- _What to produce_
Rewrite the rows below, substituting "Give" for every occurrence of "Specify" and leaving everything else unchanged. Omit the pictures from your answer.

______

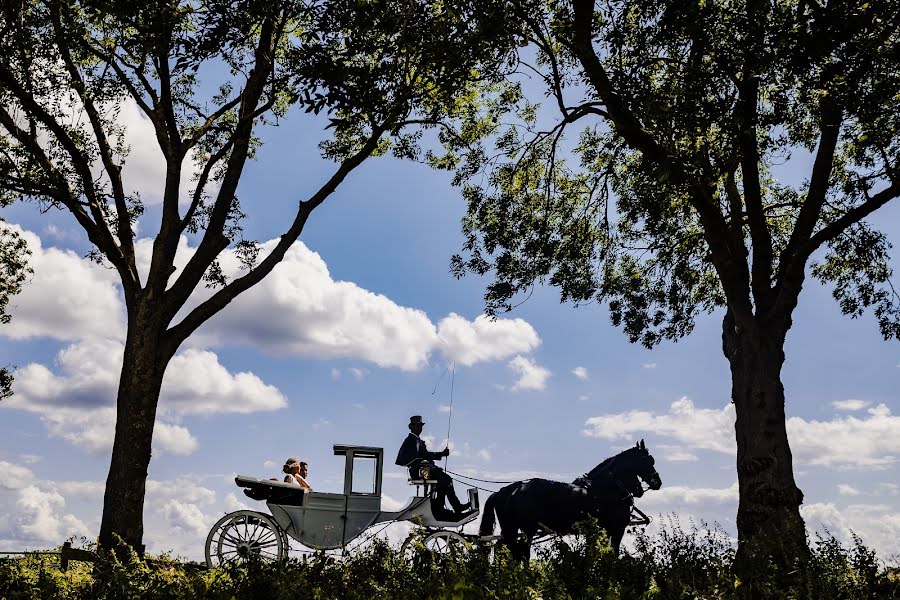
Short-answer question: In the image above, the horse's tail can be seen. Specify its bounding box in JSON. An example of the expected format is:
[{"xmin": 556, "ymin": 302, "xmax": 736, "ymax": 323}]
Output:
[{"xmin": 478, "ymin": 482, "xmax": 520, "ymax": 536}]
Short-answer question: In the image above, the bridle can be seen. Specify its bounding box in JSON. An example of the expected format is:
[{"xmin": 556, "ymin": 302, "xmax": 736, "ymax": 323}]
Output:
[{"xmin": 575, "ymin": 455, "xmax": 659, "ymax": 500}]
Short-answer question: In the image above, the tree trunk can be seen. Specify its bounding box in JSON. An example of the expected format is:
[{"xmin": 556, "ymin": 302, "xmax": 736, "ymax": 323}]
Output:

______

- _Written solution_
Short-answer question: In the image above, the horse's tail can be seen. Give its bounding box in JSON. An example of the expected format is:
[{"xmin": 556, "ymin": 302, "xmax": 736, "ymax": 323}]
Output:
[{"xmin": 478, "ymin": 482, "xmax": 520, "ymax": 536}]
Short-answer question: In the image above, the bridle can be seen. Give its bounding box in JSON. An example of the expected format is:
[{"xmin": 556, "ymin": 302, "xmax": 736, "ymax": 323}]
Output:
[{"xmin": 575, "ymin": 455, "xmax": 659, "ymax": 500}]
Short-answer question: In the image above, the tree trunk can be seen. Give its bounding box in JSON. An example of the expected format is:
[{"xmin": 556, "ymin": 302, "xmax": 736, "ymax": 323}]
Output:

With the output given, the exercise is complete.